Exercise -> Scale the material below by rewriting every line, requests included. Multiply each point coordinate in the answers by 1.5 and round to the nearest whole number, with halves going up. Keep the numbers in the requests and their format samples unchanged, and leave out the pictures.

- - -

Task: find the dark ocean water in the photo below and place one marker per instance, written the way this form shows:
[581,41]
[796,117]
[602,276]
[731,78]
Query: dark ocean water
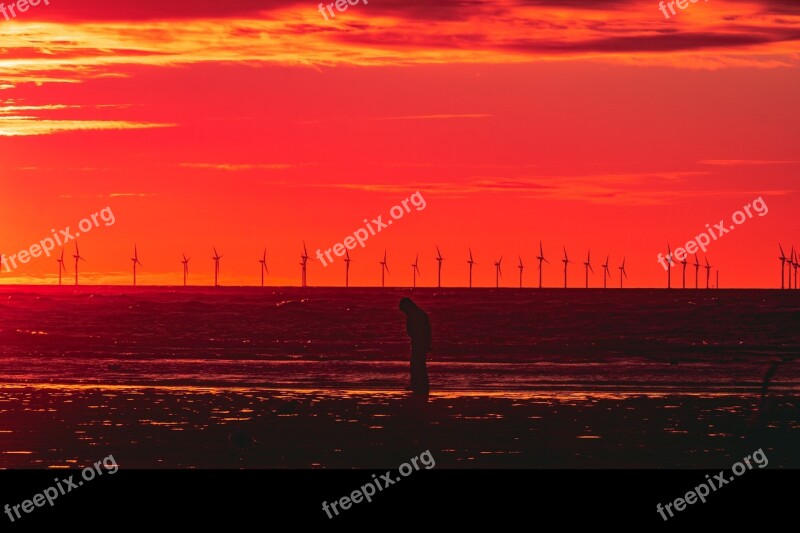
[354,339]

- - -

Correct response ->
Task: find the dark ocean water in the photo below and place one marker per instance, written the way this form shows:
[581,41]
[796,117]
[602,276]
[731,78]
Query: dark ocean water
[531,509]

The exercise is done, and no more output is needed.